*** Reading passage Section Begins ***
Was thinking about it as a way to name for a granddad Harvey. But I think I might not be brave enough: Hale seems the much safer option for a boy.
on August 6th, 2012 at 3:36 am
This seems weird but I actually like the name Harvest!!
on August 6th, 2012 at 4:03 am
The only one from this list I would consider is Brook. Harvest is a interesting choice but I am not brave enough to use as a first name.
on August 6th, 2012 at 4:08 am
There are twin NBA players named Brook & Robin Lopez. Love Brooks but I’d never considered Brook until I saw him. Brooke for a girl is so dated but Brook for a boy is refreshing
on August 6th, 2012 at 7:31 am
I am not a big fan of most unisex names. But I do like some word names that might be considered unisex (Ever, Lyric). I don’t like any on here though, except maybe Blue. Thankfully, as a writer I’m allowed to use weird names for characters! And I have known both a female and male Brook, both under 18.
on August 6th, 2012 at 8:24 am
I too wonder the roots of Kline. I’m not sure if I would say boy or girl since I’ve never heard it before.
Harper is definitely a girl to me.
Harvest I would say boy I think.
Sky definitely works as a boy’s name, but I prefer the girl’s name Skye.
Brooks is ok for a boy but Brook is too much like Brooke, definitely girl.
Dev is a great name, and Jai is cool, by far the most masculine names on this list.
Blue seems to be the most unisex on this list, being a word name.
And any form of Elliott seems like a boy’s name, although I really like the French spelling Eliette for a girl.
on August 6th, 2012 at 9:03 am
I’d use Sky and Blue for boys in a heartbeat, I love them.
on August 6th, 2012 at 10:06 am
Kline made me think of Collins, the name of Michael Oher’s sister in The Blind Side. I would assume, like I did about Collins, that it is a family last name or something.
on August 6th, 2012 at 10:19 am
I pondered Harvest for a few moments but quickly remembered that our church’s Kid Ministry is called Harvestland. That would be like a boy named Mason going to church at Masonland 🙂
on August 6th, 2012 at 10:54 am
I’m incapable of reading Sloane as anything other than Slow-Anne. Drop the E plz.
Alexia Mae Said
on August 6th, 2012 at 12:45 pm
I think Kline might have been inspired by Patsy Cline.
on August 6th, 2012 at 12:57 pm
I am puzzled by Kline. It looks like the parents tried to match baby girl’s name to mom’s by spelling Cline with a K. I hope Kline proper is a family name, otherwise, yarf.
I have always loved Harper better for a boy (yes, I am aware of the Harper Lee connection, but Harper still rings masculine to me). Along these gentle giant lines, I like Sky and Elliot for boys.
Dev is interesting (probably because it rhymes with one of my favorite sleek boy choices: Lev) but I am so over Sloan(e) and Brook(e) for either sex. All variations of those names scream trendeigh to me.
on August 6th, 2012 at 7:55 pm
Thrilled to see Sky on a boy – I think, as was said of Brook, that Sky seems a bit tacky and boring on a girl, but fresh on a boy.
*** Reading passage Section Ends ***
» **Brief A**:
Which timestamps in the baby-name comment thread are marked pm?
» **Brief B**:
Can you repeat the stretch of the baby-name comment thread from "on August 6th, 2012 at 3:36" through "a first name."?
Rely on the baby-name comment thread alone, not the material.
*** Excerpted records Section Begins ***
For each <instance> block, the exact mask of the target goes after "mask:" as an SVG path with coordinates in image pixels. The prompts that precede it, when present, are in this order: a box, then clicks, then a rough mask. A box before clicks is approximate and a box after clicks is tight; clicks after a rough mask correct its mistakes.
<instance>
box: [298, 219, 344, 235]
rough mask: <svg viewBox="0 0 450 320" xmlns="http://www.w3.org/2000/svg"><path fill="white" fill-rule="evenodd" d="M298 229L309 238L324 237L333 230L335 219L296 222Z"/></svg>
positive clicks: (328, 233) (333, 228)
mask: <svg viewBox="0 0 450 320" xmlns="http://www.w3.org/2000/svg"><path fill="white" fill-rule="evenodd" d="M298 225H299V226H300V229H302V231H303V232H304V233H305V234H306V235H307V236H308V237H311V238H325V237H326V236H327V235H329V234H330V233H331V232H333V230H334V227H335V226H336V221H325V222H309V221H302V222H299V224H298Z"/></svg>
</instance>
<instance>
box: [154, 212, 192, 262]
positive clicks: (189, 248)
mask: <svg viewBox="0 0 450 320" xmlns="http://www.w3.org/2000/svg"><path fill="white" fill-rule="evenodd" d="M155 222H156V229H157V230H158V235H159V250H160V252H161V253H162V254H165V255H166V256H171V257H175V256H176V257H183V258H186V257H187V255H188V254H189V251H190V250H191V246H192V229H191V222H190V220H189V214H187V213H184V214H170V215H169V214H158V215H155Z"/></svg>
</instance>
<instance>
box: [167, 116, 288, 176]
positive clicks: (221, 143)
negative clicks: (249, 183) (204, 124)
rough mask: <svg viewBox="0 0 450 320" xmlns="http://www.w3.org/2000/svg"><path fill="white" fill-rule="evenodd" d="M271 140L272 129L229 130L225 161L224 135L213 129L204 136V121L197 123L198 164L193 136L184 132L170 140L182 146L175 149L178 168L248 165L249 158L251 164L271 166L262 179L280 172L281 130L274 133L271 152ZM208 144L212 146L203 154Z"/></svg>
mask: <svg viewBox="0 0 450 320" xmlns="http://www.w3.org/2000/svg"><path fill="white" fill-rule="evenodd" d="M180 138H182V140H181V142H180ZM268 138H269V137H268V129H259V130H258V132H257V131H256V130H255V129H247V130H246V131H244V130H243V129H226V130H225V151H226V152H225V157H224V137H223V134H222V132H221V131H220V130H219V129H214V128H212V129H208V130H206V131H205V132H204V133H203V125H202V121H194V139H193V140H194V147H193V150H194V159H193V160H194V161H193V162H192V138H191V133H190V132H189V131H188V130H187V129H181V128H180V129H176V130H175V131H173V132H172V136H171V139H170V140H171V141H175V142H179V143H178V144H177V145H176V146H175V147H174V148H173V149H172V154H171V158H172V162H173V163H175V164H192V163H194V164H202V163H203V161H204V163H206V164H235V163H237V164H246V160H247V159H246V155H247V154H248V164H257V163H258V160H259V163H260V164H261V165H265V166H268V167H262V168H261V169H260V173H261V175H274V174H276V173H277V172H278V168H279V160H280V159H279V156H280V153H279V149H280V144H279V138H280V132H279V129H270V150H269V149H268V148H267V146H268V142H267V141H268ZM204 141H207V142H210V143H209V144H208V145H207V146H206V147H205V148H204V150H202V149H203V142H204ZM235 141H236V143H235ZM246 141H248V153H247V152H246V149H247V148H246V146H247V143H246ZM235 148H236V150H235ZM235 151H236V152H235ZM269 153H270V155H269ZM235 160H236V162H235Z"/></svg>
*** Excerpted records Section Ends ***
» **Task solution A**:
August 6th, 2012 at 12:45 pm
August 6th, 2012 at 12:57 pm
August 6th, 2012 at 7:55 pm

» **Task solution B**:
on August 6th, 2012 at 3:36 am
This seems weird but I actually like the name Harvest!!
on August 6th, 2012 at 4:03 am
The only one from this list I would consider is Brook. Harvest is a interesting choice but I am not brave enough to use as a first name.